Exercise requirements: The full listing, copied exactly, is the required output.

Dataset excerpts:
==============================

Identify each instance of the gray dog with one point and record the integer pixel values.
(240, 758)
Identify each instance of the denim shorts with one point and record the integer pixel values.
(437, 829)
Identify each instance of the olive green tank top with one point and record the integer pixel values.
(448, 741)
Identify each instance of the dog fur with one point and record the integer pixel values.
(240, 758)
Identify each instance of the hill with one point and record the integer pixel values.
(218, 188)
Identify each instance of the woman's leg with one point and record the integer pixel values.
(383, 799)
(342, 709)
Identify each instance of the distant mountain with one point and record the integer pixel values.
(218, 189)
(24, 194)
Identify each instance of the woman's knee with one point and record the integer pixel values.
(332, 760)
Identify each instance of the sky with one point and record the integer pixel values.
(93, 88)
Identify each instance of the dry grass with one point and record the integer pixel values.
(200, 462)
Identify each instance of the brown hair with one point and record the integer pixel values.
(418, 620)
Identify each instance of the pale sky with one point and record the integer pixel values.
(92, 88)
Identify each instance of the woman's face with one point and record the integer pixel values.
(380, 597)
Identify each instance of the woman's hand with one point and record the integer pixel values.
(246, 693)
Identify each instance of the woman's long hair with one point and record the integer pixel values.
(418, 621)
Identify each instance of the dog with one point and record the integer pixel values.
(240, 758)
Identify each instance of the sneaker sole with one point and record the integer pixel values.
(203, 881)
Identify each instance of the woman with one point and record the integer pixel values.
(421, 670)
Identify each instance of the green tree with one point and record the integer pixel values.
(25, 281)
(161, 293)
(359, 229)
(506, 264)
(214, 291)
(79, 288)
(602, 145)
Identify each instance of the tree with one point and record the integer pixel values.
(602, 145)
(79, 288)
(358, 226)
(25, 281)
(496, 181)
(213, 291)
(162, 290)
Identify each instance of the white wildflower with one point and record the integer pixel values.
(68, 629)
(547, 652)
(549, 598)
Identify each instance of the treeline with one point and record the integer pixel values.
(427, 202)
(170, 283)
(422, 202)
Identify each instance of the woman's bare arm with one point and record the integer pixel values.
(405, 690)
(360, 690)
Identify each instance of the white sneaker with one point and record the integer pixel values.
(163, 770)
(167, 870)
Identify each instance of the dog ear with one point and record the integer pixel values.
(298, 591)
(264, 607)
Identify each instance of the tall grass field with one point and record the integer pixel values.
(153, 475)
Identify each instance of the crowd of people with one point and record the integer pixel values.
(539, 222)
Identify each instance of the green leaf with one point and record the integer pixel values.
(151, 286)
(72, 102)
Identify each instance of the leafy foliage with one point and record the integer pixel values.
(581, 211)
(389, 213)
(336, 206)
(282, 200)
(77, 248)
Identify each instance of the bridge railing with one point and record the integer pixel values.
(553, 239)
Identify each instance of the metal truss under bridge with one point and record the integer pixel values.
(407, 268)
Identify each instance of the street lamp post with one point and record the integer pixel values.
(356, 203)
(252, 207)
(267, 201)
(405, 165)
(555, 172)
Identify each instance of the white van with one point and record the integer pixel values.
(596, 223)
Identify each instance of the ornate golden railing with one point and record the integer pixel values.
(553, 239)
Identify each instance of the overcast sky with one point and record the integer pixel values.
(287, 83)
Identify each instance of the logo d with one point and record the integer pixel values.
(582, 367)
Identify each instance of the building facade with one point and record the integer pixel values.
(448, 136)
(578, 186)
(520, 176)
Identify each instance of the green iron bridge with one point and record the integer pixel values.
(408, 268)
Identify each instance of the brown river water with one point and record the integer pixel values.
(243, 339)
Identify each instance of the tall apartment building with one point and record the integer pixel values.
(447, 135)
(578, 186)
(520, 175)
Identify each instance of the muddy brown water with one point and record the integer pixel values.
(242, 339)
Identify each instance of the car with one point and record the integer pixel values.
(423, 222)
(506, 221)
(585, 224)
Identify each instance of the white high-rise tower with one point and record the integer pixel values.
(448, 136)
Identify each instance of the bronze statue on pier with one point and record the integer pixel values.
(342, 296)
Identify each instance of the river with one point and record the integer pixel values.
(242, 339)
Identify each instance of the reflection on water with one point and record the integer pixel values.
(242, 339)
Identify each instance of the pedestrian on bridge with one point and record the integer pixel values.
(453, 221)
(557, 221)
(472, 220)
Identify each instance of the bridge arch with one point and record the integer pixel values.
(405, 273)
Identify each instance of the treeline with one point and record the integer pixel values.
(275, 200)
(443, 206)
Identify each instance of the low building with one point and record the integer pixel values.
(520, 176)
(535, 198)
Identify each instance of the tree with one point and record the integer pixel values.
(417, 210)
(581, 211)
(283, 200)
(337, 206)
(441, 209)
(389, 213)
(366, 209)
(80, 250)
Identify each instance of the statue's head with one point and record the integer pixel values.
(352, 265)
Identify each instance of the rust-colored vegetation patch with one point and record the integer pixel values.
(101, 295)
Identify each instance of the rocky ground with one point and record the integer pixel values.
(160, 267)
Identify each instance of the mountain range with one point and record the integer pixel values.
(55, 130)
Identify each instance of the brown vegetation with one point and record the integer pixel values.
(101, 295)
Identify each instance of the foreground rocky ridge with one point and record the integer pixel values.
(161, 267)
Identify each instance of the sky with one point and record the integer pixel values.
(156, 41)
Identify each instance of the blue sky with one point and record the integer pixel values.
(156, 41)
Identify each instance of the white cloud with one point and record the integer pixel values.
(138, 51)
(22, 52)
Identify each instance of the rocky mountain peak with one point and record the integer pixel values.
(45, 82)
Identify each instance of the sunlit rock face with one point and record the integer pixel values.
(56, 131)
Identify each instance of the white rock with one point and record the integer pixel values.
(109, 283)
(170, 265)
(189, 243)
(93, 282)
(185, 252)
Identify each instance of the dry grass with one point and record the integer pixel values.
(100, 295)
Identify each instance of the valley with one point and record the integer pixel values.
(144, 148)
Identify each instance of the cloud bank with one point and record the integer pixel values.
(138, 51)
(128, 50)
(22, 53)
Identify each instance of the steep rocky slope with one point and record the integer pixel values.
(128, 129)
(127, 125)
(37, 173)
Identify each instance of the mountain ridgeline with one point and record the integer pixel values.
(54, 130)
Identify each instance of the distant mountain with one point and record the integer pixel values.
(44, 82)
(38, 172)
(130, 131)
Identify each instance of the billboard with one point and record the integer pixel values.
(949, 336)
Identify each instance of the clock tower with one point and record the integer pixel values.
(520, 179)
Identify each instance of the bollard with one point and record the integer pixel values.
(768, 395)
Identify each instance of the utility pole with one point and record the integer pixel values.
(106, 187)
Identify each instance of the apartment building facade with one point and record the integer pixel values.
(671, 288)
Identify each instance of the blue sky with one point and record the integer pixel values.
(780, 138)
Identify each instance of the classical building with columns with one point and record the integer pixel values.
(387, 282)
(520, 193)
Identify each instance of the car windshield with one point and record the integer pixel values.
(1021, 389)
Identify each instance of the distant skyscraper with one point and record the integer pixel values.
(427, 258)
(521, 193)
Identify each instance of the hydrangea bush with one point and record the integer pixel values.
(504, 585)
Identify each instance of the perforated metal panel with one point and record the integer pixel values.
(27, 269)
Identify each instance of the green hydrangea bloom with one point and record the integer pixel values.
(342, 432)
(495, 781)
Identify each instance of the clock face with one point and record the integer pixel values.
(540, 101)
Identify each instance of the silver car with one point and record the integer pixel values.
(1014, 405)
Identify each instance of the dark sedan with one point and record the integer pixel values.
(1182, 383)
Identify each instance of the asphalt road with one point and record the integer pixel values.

==============================

Task solution:
Identify each instance of the gray dog with one point and record the integer pixel values.
(240, 758)
Identify each instance of the denim shorts with one point and record the integer pixel values.
(437, 829)
Identify each instance of the olive green tank top with one point and record the integer pixel values.
(448, 741)
Identify each instance of the dog fur with one point and record the integer pixel values.
(240, 758)
Identify each instance of the hill with one point and record the integer pixel values.
(218, 188)
Identify each instance of the woman's leg with one point and record the integer pixel values.
(383, 799)
(342, 709)
Identify each instance of the distant mountain with one point and record the integer pixel values.
(218, 189)
(24, 194)
Identify each instance of the woman's knee with one point and record the integer pixel values.
(332, 760)
Identify each instance of the sky with one point and record the integer pixel values.
(93, 88)
Identify each instance of the dry grass with one point and record the integer pixel values.
(200, 462)
Identify each instance of the brown hair with one point and record the integer pixel values.
(418, 620)
Identify each instance of the pale sky with one point and record the integer pixel values.
(92, 88)
Identify each instance of the woman's face with one point and record the integer pixel values.
(380, 597)
Identify each instance of the woman's hand with one point and record the integer pixel values.
(246, 693)
Identify each instance of the woman's long hair with one point and record the integer pixel values.
(418, 621)
Identify each instance of the dog with one point and record the integer pixel values.
(240, 758)
Identify each instance of the sneaker sole with one point and record the integer pixel values.
(203, 881)
Identify each instance of the woman with one point and record the integer pixel values.
(421, 670)
Identify each instance of the green tree with one point and record the integer pixel values.
(25, 281)
(161, 293)
(359, 229)
(506, 264)
(214, 291)
(79, 288)
(602, 145)
Identify each instance of the tree with one point and record the integer pixel values.
(602, 145)
(79, 288)
(358, 226)
(25, 281)
(496, 181)
(213, 291)
(162, 290)
Identify each instance of the white wildflower with one point and record the integer pixel values.
(68, 629)
(547, 652)
(549, 598)
Identify each instance of the treeline with one point and record the integer pixel values.
(427, 202)
(170, 283)
(422, 202)
Identify each instance of the woman's bare arm with one point and record the integer pixel values.
(405, 690)
(360, 690)
Identify each instance of the white sneaker with one point and record the integer pixel values.
(163, 770)
(167, 870)
Identify each instance of the dog ear with one point and record the integer pixel values.
(298, 591)
(264, 607)
Identify each instance of the tall grass field with one point and record the integer pixel values.
(153, 475)
Identify each instance of the crowd of people with one point and record the integer pixel values.
(539, 222)
Identify each instance of the green leaf with one point and record the integer pixel values.
(151, 286)
(72, 102)
Identify each instance of the leafy foliage with one point and record the integer pixel values.
(581, 211)
(389, 213)
(336, 206)
(282, 200)
(77, 248)
Identify each instance of the bridge railing with one point and record the integer pixel values.
(553, 239)
Identify each instance of the metal truss under bridge with one point and record the integer pixel values.
(407, 268)
Identify each instance of the street lamp post with one point and record the integer pixel values.
(356, 203)
(252, 207)
(267, 201)
(405, 165)
(555, 172)
Identify each instance of the white van with one point and record the integer pixel values.
(596, 223)
Identify each instance of the ornate golden railing with one point and record the integer pixel values.
(553, 239)
Identify each instance of the overcast sky with one point and record the integer pixel values.
(287, 83)
Identify each instance of the logo d with one point and record the integer pixel values.
(582, 367)
Identify each instance of the building facade with one point and record the integer pixel values.
(448, 136)
(578, 186)
(520, 176)
Identify each instance of the green iron bridge with one point and record the integer pixel values.
(408, 268)
Identify each instance of the brown river water with one point and record the integer pixel values.
(243, 339)
Identify each instance of the tall apartment building with one point and record the integer pixel values.
(447, 135)
(578, 186)
(520, 175)
Identify each instance of the muddy brown water with one point and record the integer pixel values.
(242, 339)
Identify each instance of the car with one point and record the integer pixel values.
(423, 222)
(506, 221)
(585, 224)
Identify each instance of the white high-rise tower with one point and record the integer pixel values.
(448, 136)
Identify each instance of the bronze statue on pier with one point and record the integer pixel values.
(342, 296)
Identify each instance of the river with one point and record the integer pixel values.
(242, 339)
Identify each instance of the reflection on water with one point and record the integer pixel values.
(242, 339)
Identify each instance of the pedestrian on bridge with one point and record the integer pixel values.
(453, 221)
(557, 221)
(472, 220)
Identify each instance of the bridge arch with one point and record the integer pixel values.
(405, 273)
Identify each instance of the treeline with one point and record the integer pixel values.
(275, 200)
(443, 206)
Identify each instance of the low building with one point and record the integer pixel values.
(520, 176)
(535, 198)
Identify each instance of the tree with one point and record the integer pixel values.
(417, 210)
(581, 211)
(283, 200)
(337, 206)
(441, 209)
(389, 213)
(366, 209)
(80, 250)
Identify each instance of the statue's head with one point and record the integer pixel values.
(352, 265)
Identify each instance of the rust-colored vegetation patch with one point and record the integer pixel values.
(101, 295)
Identify each instance of the rocky ground with one point and record the integer pixel values.
(160, 267)
Identify each instance of the mountain range with one point and record the integer pixel values.
(55, 130)
Identify each instance of the brown vegetation with one point and record the integer pixel values.
(101, 295)
Identify each instance of the foreground rocky ridge with one point and record the integer pixel values.
(161, 267)
Identify each instance of the sky with one point and record the integer pixel values.
(156, 41)
Identify each instance of the blue sky with one point and record the integer pixel values.
(156, 41)
Identify each instance of the white cloud with one point and record the integer pixel values.
(138, 51)
(22, 52)
Identify each instance of the rocky mountain peak with one point and record the integer pixel values.
(45, 82)
Identify each instance of the sunlit rock face with one point and record the integer pixel values.
(56, 131)
Identify each instance of the white rock with one point and record the integer pixel values.
(109, 283)
(170, 265)
(189, 243)
(93, 282)
(185, 252)
Identify each instance of the dry grass with one point and record the integer pixel values.
(100, 295)
Identify each instance of the valley with one point and record the integer pixel values.
(144, 148)
Identify each instance of the cloud bank with one point and record the integer pixel values.
(138, 51)
(128, 50)
(22, 53)
Identify each instance of the steep rocky slope with one point and record the integer pixel values.
(128, 129)
(127, 125)
(37, 173)
Identify each instance of the mountain ridgeline with one point and record the integer pixel values.
(54, 130)
Identify each instance of the distant mountain with one point and record the integer pixel values.
(44, 82)
(38, 172)
(130, 131)
Identify each instance of the billboard with one point and record the integer pixel values.
(949, 336)
Identify each instance of the clock tower with one point and record the integer pixel values.
(520, 179)
Identify each instance of the bollard with one point and record the integer pixel values.
(768, 395)
Identify each instance of the utility pole with one point and record the integer pixel values.
(106, 187)
Identify each instance of the apartment building facade with one point and record the integer pixel values.
(671, 288)
Identify each instance of the blue sky with one point and record the integer pixel values.
(780, 138)
Identify each instance of the classical building with columns with one point and record the integer pixel values.
(387, 282)
(520, 193)
Identify each instance of the car windshield with one point and record the integer pixel values.
(1021, 389)
Identify each instance of the distant skyscraper with one point and record the integer pixel values.
(427, 258)
(521, 193)
Identify each instance of the hydrangea bush with one point and record the integer pixel values.
(504, 585)
Identify each instance of the perforated metal panel with one point and record the integer pixel values.
(27, 269)
Identify each instance of the green hydrangea bloom with one point and record the integer pixel values.
(342, 432)
(495, 781)
Identify each instance of the clock face with one point and record the integer pixel values.
(540, 101)
Identify each instance of the silver car with one point and record the integer pixel values.
(1014, 405)
Identify each instance of the dark sedan with one point and record the integer pixel values.
(1182, 383)
Identify each instance of the asphalt road with one point and record the integer pixel values.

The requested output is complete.